** Start of LISTING **

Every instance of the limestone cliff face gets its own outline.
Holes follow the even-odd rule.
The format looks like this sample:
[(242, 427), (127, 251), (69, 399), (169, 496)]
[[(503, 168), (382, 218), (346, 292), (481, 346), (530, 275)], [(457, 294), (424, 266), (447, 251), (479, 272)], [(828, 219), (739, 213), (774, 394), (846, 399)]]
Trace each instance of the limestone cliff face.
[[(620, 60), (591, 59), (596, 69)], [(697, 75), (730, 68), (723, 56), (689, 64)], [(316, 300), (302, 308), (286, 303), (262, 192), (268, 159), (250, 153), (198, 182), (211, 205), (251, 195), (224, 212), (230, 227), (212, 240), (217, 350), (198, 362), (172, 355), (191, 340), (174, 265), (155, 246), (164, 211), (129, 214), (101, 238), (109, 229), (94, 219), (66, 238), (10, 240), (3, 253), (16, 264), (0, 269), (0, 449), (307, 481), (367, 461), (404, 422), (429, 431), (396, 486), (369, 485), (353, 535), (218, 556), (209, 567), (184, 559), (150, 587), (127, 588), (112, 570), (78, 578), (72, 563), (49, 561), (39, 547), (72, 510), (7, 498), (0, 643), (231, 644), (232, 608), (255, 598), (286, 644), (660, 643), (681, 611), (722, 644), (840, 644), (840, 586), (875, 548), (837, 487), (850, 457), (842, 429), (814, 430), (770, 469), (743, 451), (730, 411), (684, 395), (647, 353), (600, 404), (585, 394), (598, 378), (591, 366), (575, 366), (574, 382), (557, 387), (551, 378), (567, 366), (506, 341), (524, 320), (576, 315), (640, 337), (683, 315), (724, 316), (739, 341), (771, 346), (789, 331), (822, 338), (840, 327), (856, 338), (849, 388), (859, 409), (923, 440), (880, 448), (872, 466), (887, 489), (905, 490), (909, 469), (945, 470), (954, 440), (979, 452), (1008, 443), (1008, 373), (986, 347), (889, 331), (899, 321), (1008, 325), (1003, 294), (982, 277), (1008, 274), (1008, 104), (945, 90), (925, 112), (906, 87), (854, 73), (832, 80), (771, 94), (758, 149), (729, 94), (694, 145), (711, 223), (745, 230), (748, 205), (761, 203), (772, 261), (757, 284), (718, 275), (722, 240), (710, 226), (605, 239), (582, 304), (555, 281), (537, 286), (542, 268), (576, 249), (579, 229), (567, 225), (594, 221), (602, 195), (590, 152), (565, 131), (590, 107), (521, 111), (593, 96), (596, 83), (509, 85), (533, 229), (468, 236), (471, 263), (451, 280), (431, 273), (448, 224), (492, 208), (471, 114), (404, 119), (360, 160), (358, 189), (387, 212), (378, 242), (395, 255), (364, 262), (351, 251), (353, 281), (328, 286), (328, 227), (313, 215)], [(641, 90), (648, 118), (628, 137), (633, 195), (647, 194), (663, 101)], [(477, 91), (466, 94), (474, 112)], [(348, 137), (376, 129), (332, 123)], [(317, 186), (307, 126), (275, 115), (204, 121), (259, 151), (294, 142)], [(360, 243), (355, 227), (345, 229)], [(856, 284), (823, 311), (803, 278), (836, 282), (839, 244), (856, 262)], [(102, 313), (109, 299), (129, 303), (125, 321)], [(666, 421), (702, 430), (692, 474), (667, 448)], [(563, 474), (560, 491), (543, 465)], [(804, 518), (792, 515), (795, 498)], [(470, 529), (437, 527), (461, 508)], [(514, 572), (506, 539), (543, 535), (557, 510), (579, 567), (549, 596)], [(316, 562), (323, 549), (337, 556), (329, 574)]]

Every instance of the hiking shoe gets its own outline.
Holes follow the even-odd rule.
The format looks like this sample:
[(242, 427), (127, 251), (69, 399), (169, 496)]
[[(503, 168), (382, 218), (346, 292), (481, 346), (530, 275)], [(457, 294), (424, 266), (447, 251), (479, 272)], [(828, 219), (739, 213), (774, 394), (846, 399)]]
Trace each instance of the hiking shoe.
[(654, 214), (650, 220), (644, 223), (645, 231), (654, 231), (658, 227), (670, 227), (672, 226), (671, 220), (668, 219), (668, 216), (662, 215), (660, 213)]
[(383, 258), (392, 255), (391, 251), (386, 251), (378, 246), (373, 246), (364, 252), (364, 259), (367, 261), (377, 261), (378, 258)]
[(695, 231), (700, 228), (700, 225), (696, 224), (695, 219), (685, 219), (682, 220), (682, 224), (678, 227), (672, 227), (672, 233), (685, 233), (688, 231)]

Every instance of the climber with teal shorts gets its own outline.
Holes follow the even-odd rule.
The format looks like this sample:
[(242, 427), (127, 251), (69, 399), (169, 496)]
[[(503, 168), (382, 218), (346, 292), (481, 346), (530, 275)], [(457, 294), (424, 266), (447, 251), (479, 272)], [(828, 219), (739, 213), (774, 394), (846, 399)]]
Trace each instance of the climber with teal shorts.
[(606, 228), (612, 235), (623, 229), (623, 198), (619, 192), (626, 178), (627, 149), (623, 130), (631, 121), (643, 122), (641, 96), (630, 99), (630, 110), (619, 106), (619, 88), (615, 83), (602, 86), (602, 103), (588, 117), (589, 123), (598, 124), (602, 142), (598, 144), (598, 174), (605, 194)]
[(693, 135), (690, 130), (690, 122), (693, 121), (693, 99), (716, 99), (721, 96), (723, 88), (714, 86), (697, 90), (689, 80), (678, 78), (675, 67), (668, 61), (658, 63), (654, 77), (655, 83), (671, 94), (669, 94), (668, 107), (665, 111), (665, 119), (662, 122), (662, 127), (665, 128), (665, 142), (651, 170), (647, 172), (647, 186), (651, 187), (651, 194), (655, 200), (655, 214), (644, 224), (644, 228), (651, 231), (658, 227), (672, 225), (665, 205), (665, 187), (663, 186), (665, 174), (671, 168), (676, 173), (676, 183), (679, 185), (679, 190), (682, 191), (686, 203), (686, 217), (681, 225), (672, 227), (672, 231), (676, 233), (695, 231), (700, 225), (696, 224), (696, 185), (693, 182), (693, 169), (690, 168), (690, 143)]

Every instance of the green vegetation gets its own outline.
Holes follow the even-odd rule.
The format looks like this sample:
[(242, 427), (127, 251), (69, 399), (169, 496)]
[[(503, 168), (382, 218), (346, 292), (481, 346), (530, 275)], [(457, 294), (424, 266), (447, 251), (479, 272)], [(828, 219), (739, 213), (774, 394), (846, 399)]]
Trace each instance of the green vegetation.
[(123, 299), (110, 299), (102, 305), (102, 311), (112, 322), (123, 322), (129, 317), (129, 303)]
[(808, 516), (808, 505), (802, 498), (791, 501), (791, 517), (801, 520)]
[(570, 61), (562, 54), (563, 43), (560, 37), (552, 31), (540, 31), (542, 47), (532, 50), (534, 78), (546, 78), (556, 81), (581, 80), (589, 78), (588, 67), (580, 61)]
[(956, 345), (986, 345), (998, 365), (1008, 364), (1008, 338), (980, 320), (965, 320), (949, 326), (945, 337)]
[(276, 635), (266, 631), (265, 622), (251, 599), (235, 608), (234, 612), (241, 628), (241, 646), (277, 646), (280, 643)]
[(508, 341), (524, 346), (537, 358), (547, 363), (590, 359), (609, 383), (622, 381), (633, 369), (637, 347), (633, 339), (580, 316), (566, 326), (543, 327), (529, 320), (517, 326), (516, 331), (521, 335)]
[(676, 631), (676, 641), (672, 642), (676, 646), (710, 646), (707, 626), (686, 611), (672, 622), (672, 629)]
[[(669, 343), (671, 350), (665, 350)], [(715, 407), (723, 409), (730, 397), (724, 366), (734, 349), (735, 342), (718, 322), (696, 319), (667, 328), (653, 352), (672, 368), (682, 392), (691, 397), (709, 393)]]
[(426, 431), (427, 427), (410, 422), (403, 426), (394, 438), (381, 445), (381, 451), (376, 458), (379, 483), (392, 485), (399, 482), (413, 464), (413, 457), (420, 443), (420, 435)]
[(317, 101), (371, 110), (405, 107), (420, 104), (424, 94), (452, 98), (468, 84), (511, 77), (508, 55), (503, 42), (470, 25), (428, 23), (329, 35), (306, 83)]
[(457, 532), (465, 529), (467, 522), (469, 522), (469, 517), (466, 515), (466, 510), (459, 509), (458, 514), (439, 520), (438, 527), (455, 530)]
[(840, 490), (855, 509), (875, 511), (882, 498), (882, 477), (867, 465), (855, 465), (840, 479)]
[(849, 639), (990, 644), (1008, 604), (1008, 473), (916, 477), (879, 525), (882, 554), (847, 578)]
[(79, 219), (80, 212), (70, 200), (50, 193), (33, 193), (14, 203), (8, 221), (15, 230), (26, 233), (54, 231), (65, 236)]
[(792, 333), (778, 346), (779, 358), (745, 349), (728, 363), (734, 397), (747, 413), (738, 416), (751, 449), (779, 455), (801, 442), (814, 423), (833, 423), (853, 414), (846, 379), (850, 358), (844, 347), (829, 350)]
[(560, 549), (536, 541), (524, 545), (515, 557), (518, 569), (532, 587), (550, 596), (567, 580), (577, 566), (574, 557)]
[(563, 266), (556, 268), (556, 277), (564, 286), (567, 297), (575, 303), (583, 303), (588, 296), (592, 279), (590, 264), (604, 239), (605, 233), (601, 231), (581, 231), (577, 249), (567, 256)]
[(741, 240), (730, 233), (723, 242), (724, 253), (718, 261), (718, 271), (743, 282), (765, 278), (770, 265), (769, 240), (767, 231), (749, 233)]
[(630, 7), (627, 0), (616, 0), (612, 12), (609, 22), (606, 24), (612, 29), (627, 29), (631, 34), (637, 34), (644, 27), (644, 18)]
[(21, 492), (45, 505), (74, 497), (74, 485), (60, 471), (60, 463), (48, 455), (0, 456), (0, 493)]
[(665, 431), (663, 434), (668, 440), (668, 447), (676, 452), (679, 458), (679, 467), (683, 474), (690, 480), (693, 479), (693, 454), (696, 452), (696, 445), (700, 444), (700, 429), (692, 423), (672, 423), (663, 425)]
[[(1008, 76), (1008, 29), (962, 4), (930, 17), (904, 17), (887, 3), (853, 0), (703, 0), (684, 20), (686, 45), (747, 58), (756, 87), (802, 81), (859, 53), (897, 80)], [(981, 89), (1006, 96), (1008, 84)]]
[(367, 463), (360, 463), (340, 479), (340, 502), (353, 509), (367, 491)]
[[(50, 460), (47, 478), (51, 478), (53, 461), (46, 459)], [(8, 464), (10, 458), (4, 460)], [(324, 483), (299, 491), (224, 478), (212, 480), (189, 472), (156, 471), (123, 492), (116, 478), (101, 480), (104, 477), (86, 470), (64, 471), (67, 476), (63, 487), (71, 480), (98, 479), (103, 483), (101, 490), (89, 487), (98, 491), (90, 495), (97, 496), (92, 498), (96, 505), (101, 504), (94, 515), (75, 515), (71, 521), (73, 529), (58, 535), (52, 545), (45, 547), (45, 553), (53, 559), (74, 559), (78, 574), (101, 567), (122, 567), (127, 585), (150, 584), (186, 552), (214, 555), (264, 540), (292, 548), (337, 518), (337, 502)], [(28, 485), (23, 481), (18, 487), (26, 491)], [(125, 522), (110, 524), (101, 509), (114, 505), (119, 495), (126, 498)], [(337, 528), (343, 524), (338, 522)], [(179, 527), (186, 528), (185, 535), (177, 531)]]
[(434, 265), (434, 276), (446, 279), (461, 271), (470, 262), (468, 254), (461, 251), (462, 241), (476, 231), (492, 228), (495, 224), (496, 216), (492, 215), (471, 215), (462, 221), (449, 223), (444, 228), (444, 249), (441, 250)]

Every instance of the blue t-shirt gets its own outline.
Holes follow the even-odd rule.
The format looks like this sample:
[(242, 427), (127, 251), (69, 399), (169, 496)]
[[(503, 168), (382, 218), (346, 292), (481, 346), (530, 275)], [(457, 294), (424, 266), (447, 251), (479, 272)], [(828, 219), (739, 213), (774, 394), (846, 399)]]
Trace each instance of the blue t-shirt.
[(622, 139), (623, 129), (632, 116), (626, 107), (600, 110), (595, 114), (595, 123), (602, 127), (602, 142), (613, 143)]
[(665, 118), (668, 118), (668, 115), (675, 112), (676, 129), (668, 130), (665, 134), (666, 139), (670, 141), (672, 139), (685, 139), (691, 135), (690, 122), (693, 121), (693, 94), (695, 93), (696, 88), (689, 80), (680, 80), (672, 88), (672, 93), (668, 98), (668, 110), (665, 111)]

** End of LISTING **

__AIM__:
Reproduce the entries above word for word, starting at the line with "Every instance of the climber" and ending with the line with "174), (605, 194)]", both of those lines included.

__ANSWER TO THIS EXERCISE__:
Every instance of the climber with teal shorts gets its own outline.
Holes follow the even-odd rule.
The format looks like this sample:
[(242, 427), (127, 251), (69, 399), (169, 496)]
[[(503, 168), (382, 218), (346, 292), (481, 346), (530, 275)], [(457, 294), (424, 266), (447, 251), (479, 272)], [(828, 219), (739, 213), (774, 394), (846, 399)]]
Trace each instance of the climber with teal shorts.
[(606, 228), (612, 235), (623, 229), (623, 198), (619, 192), (626, 178), (627, 149), (623, 130), (631, 121), (643, 122), (641, 96), (630, 99), (630, 110), (619, 106), (619, 88), (615, 83), (602, 86), (602, 103), (588, 117), (589, 123), (598, 124), (602, 142), (598, 144), (598, 174), (605, 194)]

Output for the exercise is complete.